State how many lines below contain the string "plant", treating case as significant. Reply with the number only.

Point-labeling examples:
▶

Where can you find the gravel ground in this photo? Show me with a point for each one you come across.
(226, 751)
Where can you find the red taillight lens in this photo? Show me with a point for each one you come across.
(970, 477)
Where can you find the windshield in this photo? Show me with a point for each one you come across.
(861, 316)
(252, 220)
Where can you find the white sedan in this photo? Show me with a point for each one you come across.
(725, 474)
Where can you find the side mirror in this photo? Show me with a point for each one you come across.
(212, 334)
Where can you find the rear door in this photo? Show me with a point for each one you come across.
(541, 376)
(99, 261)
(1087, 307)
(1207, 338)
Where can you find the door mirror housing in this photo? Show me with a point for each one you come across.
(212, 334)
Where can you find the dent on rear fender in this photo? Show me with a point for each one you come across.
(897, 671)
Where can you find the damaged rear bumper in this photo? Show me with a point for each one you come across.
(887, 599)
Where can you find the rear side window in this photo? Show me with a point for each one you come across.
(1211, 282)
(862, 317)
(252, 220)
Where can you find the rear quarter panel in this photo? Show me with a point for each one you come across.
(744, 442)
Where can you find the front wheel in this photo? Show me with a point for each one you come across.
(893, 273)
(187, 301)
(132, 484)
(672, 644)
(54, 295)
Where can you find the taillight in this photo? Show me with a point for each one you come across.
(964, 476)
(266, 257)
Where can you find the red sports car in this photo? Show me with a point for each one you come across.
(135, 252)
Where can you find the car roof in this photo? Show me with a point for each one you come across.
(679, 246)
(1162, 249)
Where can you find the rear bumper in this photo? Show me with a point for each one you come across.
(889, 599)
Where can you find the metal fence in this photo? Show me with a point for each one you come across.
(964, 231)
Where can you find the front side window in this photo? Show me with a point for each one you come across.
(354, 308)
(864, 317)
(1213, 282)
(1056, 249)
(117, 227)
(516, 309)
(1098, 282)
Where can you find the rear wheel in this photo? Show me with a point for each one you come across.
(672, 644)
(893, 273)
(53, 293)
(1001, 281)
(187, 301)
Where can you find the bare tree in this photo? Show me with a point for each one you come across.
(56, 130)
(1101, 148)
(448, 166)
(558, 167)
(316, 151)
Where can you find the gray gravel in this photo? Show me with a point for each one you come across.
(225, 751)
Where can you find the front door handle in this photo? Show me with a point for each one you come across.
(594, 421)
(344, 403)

◀
▶

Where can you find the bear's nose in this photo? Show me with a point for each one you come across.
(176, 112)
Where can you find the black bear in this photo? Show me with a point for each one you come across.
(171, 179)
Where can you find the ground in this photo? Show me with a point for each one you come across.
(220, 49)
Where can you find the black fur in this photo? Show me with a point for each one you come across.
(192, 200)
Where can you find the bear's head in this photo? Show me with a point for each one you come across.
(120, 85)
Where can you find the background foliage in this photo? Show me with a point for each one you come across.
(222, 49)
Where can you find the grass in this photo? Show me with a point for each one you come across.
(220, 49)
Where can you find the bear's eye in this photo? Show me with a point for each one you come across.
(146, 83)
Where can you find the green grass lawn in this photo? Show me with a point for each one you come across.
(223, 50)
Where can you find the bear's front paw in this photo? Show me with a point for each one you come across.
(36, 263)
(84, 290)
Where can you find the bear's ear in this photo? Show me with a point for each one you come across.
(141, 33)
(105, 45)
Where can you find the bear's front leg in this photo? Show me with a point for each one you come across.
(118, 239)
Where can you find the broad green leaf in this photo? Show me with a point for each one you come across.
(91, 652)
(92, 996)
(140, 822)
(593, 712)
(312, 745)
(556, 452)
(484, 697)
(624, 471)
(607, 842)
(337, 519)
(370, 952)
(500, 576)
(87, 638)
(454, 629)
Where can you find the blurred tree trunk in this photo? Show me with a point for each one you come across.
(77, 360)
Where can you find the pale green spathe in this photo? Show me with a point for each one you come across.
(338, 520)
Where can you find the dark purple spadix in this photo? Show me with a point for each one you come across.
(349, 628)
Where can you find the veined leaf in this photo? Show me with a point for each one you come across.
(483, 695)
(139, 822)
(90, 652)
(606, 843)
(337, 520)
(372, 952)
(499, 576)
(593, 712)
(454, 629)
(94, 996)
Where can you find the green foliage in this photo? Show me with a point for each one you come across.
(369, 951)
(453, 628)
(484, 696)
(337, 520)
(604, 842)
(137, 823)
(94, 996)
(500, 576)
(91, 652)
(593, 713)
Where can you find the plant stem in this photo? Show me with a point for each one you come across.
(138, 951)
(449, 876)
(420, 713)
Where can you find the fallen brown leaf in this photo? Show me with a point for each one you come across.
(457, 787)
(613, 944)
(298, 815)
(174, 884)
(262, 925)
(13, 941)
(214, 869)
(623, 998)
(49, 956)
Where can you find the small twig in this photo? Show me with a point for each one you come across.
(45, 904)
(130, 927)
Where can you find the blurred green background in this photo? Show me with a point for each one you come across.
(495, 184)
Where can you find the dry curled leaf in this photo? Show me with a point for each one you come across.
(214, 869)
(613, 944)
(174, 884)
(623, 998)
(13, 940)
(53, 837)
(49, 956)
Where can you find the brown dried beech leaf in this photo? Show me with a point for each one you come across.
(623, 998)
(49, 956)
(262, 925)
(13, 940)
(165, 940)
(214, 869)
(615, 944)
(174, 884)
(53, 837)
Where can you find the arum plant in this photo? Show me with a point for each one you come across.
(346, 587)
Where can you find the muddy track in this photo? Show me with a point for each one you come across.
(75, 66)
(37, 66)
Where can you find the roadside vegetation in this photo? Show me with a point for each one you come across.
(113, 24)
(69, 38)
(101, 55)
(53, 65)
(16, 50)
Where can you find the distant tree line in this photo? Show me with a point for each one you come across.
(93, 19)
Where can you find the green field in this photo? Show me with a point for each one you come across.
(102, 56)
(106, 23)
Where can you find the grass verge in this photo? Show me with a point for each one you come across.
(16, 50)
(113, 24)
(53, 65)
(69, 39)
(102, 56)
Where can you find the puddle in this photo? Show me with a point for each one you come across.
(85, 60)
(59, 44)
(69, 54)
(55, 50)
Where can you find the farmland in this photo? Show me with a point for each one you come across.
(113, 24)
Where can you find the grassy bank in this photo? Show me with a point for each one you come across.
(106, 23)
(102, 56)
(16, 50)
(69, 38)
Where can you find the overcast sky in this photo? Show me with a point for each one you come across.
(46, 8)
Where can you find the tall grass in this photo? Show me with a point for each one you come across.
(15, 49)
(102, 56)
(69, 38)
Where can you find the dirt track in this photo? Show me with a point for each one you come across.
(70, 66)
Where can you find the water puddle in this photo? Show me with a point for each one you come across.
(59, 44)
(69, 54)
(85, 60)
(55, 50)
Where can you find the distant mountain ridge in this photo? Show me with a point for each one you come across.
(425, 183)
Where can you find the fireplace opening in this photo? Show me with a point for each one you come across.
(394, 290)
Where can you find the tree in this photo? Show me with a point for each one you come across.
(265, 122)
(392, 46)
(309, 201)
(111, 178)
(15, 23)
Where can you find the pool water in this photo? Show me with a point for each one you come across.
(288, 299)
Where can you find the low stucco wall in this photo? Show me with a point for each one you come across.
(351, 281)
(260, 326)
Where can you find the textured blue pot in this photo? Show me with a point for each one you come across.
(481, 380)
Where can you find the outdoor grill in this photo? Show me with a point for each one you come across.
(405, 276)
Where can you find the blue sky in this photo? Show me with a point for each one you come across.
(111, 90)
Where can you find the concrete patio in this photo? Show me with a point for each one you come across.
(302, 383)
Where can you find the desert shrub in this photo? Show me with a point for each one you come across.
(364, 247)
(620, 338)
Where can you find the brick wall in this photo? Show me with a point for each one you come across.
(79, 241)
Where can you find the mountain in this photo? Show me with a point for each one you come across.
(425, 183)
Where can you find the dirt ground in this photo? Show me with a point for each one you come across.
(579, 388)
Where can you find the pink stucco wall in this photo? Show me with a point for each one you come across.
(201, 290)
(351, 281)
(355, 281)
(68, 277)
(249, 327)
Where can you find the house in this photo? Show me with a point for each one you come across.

◀

Solution to this task: 2